● Set exercise
Repeat each record below exactly as given.

*** Input rows

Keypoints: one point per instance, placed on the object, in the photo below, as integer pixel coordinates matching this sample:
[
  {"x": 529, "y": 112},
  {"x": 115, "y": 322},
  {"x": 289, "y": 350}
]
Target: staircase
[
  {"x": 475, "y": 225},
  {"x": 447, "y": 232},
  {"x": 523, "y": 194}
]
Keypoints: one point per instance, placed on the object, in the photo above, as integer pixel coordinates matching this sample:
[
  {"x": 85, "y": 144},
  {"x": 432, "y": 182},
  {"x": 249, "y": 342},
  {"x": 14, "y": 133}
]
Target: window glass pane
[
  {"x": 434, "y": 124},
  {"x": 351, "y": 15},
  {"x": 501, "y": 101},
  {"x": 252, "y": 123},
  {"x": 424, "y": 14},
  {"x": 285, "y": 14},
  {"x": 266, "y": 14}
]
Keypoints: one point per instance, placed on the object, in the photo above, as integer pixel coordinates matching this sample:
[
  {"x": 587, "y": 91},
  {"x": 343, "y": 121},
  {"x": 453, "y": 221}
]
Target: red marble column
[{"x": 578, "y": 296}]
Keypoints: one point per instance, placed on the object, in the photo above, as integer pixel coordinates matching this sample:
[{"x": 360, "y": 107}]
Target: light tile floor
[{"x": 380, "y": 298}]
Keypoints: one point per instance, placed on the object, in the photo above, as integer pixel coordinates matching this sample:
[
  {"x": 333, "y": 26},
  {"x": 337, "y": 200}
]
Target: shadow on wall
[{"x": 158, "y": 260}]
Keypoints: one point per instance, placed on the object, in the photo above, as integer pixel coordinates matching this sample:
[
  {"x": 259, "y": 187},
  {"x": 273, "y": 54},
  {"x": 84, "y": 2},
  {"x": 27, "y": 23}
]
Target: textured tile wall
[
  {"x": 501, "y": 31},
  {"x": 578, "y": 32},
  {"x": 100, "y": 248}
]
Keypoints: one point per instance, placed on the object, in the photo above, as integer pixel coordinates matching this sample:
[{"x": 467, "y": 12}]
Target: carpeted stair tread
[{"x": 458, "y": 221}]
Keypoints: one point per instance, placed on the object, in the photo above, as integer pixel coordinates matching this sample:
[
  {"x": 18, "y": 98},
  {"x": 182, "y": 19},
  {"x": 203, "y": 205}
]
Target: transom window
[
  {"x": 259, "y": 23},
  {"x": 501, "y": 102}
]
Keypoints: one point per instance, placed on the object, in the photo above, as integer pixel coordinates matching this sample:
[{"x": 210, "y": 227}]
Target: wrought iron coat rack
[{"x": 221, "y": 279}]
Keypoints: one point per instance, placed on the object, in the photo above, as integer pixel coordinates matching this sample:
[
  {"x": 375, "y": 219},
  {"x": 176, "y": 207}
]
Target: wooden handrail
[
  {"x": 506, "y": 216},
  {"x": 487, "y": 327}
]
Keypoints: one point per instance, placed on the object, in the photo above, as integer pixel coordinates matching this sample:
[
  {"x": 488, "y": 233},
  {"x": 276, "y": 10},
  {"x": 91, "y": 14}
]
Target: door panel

******

● Task answer
Keypoints: one point per instance, placed on the object, in the photo below, as integer pixel coordinates matching this sample:
[
  {"x": 529, "y": 112},
  {"x": 115, "y": 322},
  {"x": 289, "y": 350}
]
Target: staircase
[
  {"x": 475, "y": 225},
  {"x": 447, "y": 232},
  {"x": 523, "y": 194}
]
Keypoints: one point per instance, placed on the object, in the photo above, as integer pixel coordinates matching this sample:
[
  {"x": 85, "y": 144},
  {"x": 432, "y": 182},
  {"x": 249, "y": 342},
  {"x": 14, "y": 133}
]
Target: window glass pane
[
  {"x": 434, "y": 124},
  {"x": 351, "y": 15},
  {"x": 501, "y": 101},
  {"x": 252, "y": 123},
  {"x": 424, "y": 14},
  {"x": 285, "y": 14},
  {"x": 266, "y": 14}
]
Keypoints: one point per instance, placed on the object, in the photo above, as integer pixel coordinates matching this sample:
[
  {"x": 587, "y": 91},
  {"x": 343, "y": 121},
  {"x": 453, "y": 221}
]
Target: red marble column
[{"x": 578, "y": 296}]
Keypoints: one point per instance, placed on the object, in the photo above, as integer pixel coordinates matching this sample:
[{"x": 360, "y": 107}]
Target: light tile floor
[{"x": 380, "y": 298}]
Keypoints: one point per instance, placed on the object, in the photo above, as integer pixel coordinates matching this sample:
[
  {"x": 333, "y": 26},
  {"x": 337, "y": 200}
]
Target: shadow on wall
[{"x": 158, "y": 260}]
Keypoints: one point per instance, placed on the object, in the photo above, as integer pixel coordinates matching this sample:
[
  {"x": 259, "y": 187},
  {"x": 273, "y": 54},
  {"x": 84, "y": 2},
  {"x": 27, "y": 23}
]
Target: textured tile wall
[
  {"x": 501, "y": 31},
  {"x": 578, "y": 32},
  {"x": 100, "y": 248}
]
Keypoints: one point per instance, placed on the object, in the photo above, as integer pixel coordinates matching this sample:
[{"x": 467, "y": 12}]
Target: carpeted stair tread
[{"x": 458, "y": 221}]
Keypoints: one point per instance, placed on the object, in the photo above, as integer pixel coordinates matching this sample:
[
  {"x": 18, "y": 98},
  {"x": 182, "y": 19},
  {"x": 203, "y": 205}
]
Target: transom window
[
  {"x": 259, "y": 23},
  {"x": 501, "y": 102}
]
Keypoints: one point per instance, placed on the object, in the photo above, as integer pixel coordinates matching this sample:
[{"x": 210, "y": 227}]
Target: wrought iron coat rack
[{"x": 221, "y": 279}]
Keypoints: one point per instance, placed on the object, in the photo above, as integer pixel coordinates matching this sample:
[
  {"x": 375, "y": 219},
  {"x": 176, "y": 207}
]
Target: wooden handrail
[
  {"x": 506, "y": 216},
  {"x": 487, "y": 327}
]
Keypoints: one point per instance, placed on the object, in the photo above, as integer pixel coordinates matching this sample:
[
  {"x": 488, "y": 233},
  {"x": 276, "y": 10},
  {"x": 91, "y": 14}
]
Target: door panel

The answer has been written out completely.